Available data -
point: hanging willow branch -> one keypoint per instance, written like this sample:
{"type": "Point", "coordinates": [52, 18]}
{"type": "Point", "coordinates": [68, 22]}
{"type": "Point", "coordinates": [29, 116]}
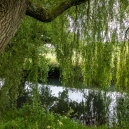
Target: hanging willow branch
{"type": "Point", "coordinates": [43, 15]}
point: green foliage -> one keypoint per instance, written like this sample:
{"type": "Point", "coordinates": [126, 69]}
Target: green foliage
{"type": "Point", "coordinates": [88, 50]}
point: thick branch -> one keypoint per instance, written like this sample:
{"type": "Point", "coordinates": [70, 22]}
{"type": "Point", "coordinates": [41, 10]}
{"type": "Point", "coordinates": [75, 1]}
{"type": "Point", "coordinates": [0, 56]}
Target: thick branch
{"type": "Point", "coordinates": [43, 15]}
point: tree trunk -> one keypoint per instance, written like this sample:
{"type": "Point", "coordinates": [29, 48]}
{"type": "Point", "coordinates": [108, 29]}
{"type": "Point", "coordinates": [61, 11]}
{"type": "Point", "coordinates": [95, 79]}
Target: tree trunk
{"type": "Point", "coordinates": [11, 14]}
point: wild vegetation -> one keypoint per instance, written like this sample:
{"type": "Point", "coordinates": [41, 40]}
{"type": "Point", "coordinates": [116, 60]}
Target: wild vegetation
{"type": "Point", "coordinates": [90, 43]}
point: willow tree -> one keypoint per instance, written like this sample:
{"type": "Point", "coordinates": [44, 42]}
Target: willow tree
{"type": "Point", "coordinates": [88, 37]}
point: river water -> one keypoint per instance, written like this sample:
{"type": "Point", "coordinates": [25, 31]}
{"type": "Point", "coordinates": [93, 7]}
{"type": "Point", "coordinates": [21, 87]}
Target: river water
{"type": "Point", "coordinates": [79, 95]}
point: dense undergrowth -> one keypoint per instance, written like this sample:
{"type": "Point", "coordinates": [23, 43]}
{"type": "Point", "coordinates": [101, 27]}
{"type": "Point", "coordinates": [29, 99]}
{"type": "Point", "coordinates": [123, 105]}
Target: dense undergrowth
{"type": "Point", "coordinates": [35, 117]}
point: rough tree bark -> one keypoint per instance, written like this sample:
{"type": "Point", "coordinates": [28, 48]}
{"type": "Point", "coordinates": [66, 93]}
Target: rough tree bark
{"type": "Point", "coordinates": [11, 14]}
{"type": "Point", "coordinates": [13, 11]}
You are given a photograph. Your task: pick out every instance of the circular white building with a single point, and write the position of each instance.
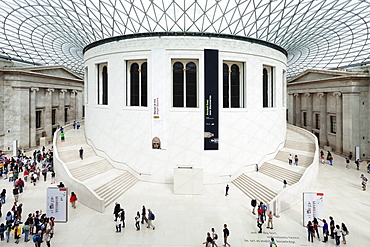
(158, 101)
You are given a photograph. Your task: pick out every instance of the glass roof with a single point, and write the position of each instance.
(322, 34)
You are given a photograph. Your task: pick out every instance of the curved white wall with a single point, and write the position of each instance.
(246, 135)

What you should do - Your reply must contain each entry exactly as written and no pictures.

Written solution -
point: hanging willow branch -> one keypoint per instance, written like this sample:
{"type": "Point", "coordinates": [52, 18]}
{"type": "Point", "coordinates": [68, 22]}
{"type": "Point", "coordinates": [29, 116]}
Target: hanging willow branch
{"type": "Point", "coordinates": [43, 15]}
point: green foliage -> one keypoint per instance, written like this sample:
{"type": "Point", "coordinates": [126, 69]}
Target: green foliage
{"type": "Point", "coordinates": [88, 50]}
point: thick branch -> one keypoint per instance, written like this sample:
{"type": "Point", "coordinates": [70, 22]}
{"type": "Point", "coordinates": [41, 10]}
{"type": "Point", "coordinates": [75, 1]}
{"type": "Point", "coordinates": [0, 56]}
Target: thick branch
{"type": "Point", "coordinates": [43, 15]}
point: tree trunk -> one keypoint per instance, written like this sample:
{"type": "Point", "coordinates": [29, 48]}
{"type": "Point", "coordinates": [108, 29]}
{"type": "Point", "coordinates": [61, 11]}
{"type": "Point", "coordinates": [95, 79]}
Target: tree trunk
{"type": "Point", "coordinates": [11, 14]}
point: wild vegetation -> one keypoint per instance, written like this sample:
{"type": "Point", "coordinates": [41, 40]}
{"type": "Point", "coordinates": [116, 60]}
Target: wild vegetation
{"type": "Point", "coordinates": [90, 43]}
point: willow tree -> one keypoint per instance, written like this sample:
{"type": "Point", "coordinates": [44, 42]}
Target: willow tree
{"type": "Point", "coordinates": [88, 37]}
point: river water -> one keypoint per instance, written like this sample:
{"type": "Point", "coordinates": [25, 31]}
{"type": "Point", "coordinates": [93, 7]}
{"type": "Point", "coordinates": [21, 87]}
Target: river water
{"type": "Point", "coordinates": [79, 95]}
point: dense undergrowth -> one keypoint per instance, written like this sample:
{"type": "Point", "coordinates": [23, 43]}
{"type": "Point", "coordinates": [101, 27]}
{"type": "Point", "coordinates": [29, 99]}
{"type": "Point", "coordinates": [123, 105]}
Target: dense undergrowth
{"type": "Point", "coordinates": [35, 117]}
point: rough tree bark -> one keypoint per instance, written like this sample:
{"type": "Point", "coordinates": [28, 48]}
{"type": "Point", "coordinates": [66, 93]}
Target: rough tree bark
{"type": "Point", "coordinates": [11, 14]}
{"type": "Point", "coordinates": [13, 11]}
You are given a photograph. Your task: pick out every instance of the circular white building with a single point, and write the position of each instance.
(158, 101)
You are given a photograph. Your task: pick out every instance of the glass roof with a single point, and write the position of each instance.
(322, 34)
You are given a photograph. Your task: pick out every instance of the curved white wall with a single point, and write the position of each instance.
(246, 135)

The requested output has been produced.